### Provided data
____________________
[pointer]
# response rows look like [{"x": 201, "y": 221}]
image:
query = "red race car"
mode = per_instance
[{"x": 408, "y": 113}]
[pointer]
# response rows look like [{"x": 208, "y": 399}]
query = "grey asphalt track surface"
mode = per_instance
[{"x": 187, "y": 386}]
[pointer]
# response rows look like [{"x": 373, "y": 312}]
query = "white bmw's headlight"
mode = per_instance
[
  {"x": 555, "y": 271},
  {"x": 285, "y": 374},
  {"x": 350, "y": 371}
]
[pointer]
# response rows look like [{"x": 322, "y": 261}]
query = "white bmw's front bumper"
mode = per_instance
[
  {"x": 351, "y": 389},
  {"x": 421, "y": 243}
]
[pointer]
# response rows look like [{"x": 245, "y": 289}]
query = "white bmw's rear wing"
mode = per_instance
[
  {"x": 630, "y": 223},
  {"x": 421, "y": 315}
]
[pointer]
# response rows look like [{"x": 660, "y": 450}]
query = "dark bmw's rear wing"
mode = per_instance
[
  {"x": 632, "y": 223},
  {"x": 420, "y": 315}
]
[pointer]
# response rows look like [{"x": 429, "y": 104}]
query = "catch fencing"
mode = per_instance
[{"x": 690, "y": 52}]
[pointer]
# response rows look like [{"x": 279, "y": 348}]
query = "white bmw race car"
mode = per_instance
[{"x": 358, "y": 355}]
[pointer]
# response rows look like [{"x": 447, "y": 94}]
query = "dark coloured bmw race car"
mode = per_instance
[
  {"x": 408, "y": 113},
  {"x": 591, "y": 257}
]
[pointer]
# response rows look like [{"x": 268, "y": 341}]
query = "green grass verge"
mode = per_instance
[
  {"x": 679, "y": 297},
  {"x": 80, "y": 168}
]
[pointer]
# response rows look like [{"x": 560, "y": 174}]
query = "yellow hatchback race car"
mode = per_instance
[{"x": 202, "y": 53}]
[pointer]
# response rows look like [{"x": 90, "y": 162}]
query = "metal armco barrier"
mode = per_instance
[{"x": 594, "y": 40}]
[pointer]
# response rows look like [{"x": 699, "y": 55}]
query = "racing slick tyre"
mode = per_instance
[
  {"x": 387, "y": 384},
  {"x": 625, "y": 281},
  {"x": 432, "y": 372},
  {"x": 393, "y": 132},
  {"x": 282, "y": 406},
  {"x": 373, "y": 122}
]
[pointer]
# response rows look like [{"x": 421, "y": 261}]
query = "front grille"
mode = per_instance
____________________
### Challenge
Output every line above without altering anything.

### Correct result
[pointer]
# response rows look like [{"x": 201, "y": 221}]
image:
query = "red race car"
mode = per_instance
[{"x": 408, "y": 113}]
[pointer]
# response rows look like [{"x": 208, "y": 399}]
query = "grey asphalt track surface"
mode = per_instance
[{"x": 187, "y": 386}]
[pointer]
# response rows look like [{"x": 373, "y": 312}]
query = "white bmw's headlight"
mode = per_instance
[
  {"x": 555, "y": 271},
  {"x": 285, "y": 374},
  {"x": 350, "y": 371}
]
[pointer]
# response rows look like [{"x": 322, "y": 261}]
query = "white bmw's front bumper"
mode = per_instance
[
  {"x": 351, "y": 389},
  {"x": 421, "y": 243}
]
[pointer]
# response rows look like [{"x": 245, "y": 289}]
query = "white bmw's rear wing"
mode = per_instance
[
  {"x": 630, "y": 223},
  {"x": 421, "y": 315}
]
[pointer]
# response rows look like [{"x": 660, "y": 450}]
query = "dark bmw's rear wing"
mode = per_instance
[
  {"x": 632, "y": 223},
  {"x": 420, "y": 315}
]
[pointer]
# response rows look like [{"x": 429, "y": 104}]
query = "catch fencing"
mode = per_instance
[{"x": 690, "y": 52}]
[pointer]
# response rows look like [{"x": 279, "y": 348}]
query = "white bmw race car"
mode = per_instance
[{"x": 358, "y": 355}]
[pointer]
# response rows look like [{"x": 447, "y": 94}]
query = "dark coloured bmw race car"
mode = per_instance
[
  {"x": 408, "y": 113},
  {"x": 591, "y": 257}
]
[pointer]
# response rows look like [{"x": 268, "y": 341}]
query = "green grass verge"
mode = per_instance
[
  {"x": 679, "y": 297},
  {"x": 80, "y": 168}
]
[pointer]
# response rows look like [{"x": 560, "y": 174}]
query = "yellow hatchback race car"
mode = per_instance
[{"x": 202, "y": 53}]
[pointer]
# response rows look like [{"x": 90, "y": 162}]
query = "metal armco barrier"
mode = per_instance
[{"x": 594, "y": 40}]
[pointer]
# response rows look like [{"x": 699, "y": 55}]
query = "racing slick tyre"
mode = per_instance
[
  {"x": 387, "y": 384},
  {"x": 625, "y": 281},
  {"x": 432, "y": 372},
  {"x": 393, "y": 132},
  {"x": 282, "y": 406},
  {"x": 373, "y": 122}
]
[pointer]
# response rows look like [{"x": 421, "y": 261}]
query = "front grille"
mode = per_instance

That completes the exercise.